■ **Assignment**
Each line below must be set down exactly as it stands.
---- Material provided
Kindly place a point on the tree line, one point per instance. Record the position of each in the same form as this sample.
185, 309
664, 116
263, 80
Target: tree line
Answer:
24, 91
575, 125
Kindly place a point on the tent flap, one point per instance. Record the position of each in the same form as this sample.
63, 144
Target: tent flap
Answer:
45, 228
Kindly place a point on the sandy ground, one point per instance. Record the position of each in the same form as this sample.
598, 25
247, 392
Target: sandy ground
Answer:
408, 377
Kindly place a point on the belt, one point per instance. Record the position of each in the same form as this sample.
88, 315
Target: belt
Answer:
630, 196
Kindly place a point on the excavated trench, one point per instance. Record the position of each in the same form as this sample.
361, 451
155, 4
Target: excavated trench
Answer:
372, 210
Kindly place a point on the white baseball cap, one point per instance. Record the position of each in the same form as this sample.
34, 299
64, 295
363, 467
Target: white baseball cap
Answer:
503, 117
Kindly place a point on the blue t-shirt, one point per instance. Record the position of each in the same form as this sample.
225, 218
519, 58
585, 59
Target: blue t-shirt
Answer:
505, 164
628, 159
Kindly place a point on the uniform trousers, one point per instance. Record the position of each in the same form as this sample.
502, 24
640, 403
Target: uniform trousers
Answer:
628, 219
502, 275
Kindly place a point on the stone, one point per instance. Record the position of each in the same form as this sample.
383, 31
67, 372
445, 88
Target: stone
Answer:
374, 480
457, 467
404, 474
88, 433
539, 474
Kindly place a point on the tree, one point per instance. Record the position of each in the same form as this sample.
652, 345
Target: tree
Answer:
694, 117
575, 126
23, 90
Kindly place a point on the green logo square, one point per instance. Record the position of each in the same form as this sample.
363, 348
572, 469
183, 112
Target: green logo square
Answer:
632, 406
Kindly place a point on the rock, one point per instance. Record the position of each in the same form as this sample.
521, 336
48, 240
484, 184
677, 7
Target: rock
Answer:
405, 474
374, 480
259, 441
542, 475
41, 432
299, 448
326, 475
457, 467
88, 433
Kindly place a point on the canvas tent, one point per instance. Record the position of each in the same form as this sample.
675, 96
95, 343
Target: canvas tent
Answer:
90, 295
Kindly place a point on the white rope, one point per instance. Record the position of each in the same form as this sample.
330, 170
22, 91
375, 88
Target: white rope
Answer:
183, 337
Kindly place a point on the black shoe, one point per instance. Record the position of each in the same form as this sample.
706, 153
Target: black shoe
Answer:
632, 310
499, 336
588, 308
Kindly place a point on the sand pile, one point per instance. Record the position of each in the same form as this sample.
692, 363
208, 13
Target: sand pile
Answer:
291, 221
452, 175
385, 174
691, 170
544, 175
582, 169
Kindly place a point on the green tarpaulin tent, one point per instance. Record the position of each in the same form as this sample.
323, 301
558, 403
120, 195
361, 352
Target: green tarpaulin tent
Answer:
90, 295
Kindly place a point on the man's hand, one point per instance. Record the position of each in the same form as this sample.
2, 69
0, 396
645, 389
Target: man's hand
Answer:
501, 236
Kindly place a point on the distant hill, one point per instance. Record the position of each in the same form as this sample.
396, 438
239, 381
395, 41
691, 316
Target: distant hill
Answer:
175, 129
--------
■ **Response below**
Kindly place a point on the tree line, one point per instance. Record the position of each in the same form as this sample.
185, 309
664, 116
263, 80
Target: tree line
Answer:
24, 91
575, 125
Kindly place a point on the tent flap, one point per instance. Record the position of each in the same form as this sample.
63, 144
Target: tent flap
Answer:
45, 228
Kindly place a point on the sandy ground, one point per instance. Record the position of each in the same form as this sample.
598, 25
247, 392
Target: sandy ground
Answer:
408, 377
Kindly place a point on the belt, one point per instance. Record the position of each in the same form as this sample.
88, 315
Target: belt
Answer:
630, 196
Kindly place a point on the excavated trench, one point per instance. Record the position of each in the same form as this sample.
361, 451
155, 4
Target: excavated trench
Answer:
372, 210
Kindly place a point on the white baseball cap, one point per instance. Record the position of each in the same form as this sample.
34, 299
64, 295
363, 467
Target: white baseball cap
Answer:
503, 117
Kindly place a point on the blue t-shirt, one point per instance. Record the position of each in the same form as this sample.
225, 218
519, 58
585, 59
Target: blue t-shirt
Answer:
505, 164
628, 159
Kindly place a point on the uniform trousers, one point per instance. Record the position of each in the same form as this sample.
502, 24
640, 403
Target: uniform trousers
Answer:
628, 219
502, 275
Kindly place a point on the stone, one point per instance. Record the position of each in the same form as this sample.
383, 31
67, 372
445, 88
Target: stone
Answer:
374, 480
457, 467
404, 474
88, 433
539, 474
Kindly place a point on the tree, one point per instance. Record the position of each in the same form as this sample.
652, 345
Target: tree
Answer:
694, 117
575, 126
23, 90
Kindly place a point on the green logo square, one point per instance. Record the position of each in the same form as this sample.
363, 348
572, 469
183, 112
Target: green logo square
Answer:
632, 406
Kindly place a point on the rock, one point per instance. Record the position of each in the same form as this sample.
521, 336
48, 240
484, 184
677, 7
Target: rock
Answer:
405, 474
374, 480
259, 441
542, 475
41, 432
299, 448
326, 475
457, 467
88, 433
Kindly place a point on the canvas tent, one point per instance. Record the position of each in the same form as this sample.
675, 96
95, 343
Target: canvas tent
Answer:
90, 295
Kindly place a point on the white rope, one point per instance. Record the position of each in the same form as this sample.
330, 170
22, 91
375, 88
Target: white rope
Answer:
183, 337
Kindly place a point on the black shoe, one point per instance. Record the position of each in the same form as this sample.
706, 153
Target: black shoe
Answer:
632, 310
499, 336
588, 308
Kindly place a point on the sand pile, one point per instance. Record the position of each in the same form as this sample.
692, 363
208, 13
Target: sand pile
Answer:
291, 221
452, 175
385, 174
691, 170
544, 175
582, 169
Kindly place a point on the green tarpaulin tent, one point per instance. Record the position of each in the same form as this sample.
323, 301
558, 403
120, 195
361, 352
Target: green tarpaulin tent
Answer:
90, 295
Kindly place a point on the man's hand, one point per instance. Record the position of each in the same form as this sample.
2, 69
0, 396
645, 389
Target: man's hand
Answer:
501, 236
Kindly place a point on the distant hill, one point per instance. Record the position of each in the same form as this sample.
396, 438
239, 381
395, 41
691, 316
Target: distant hill
Answer:
175, 129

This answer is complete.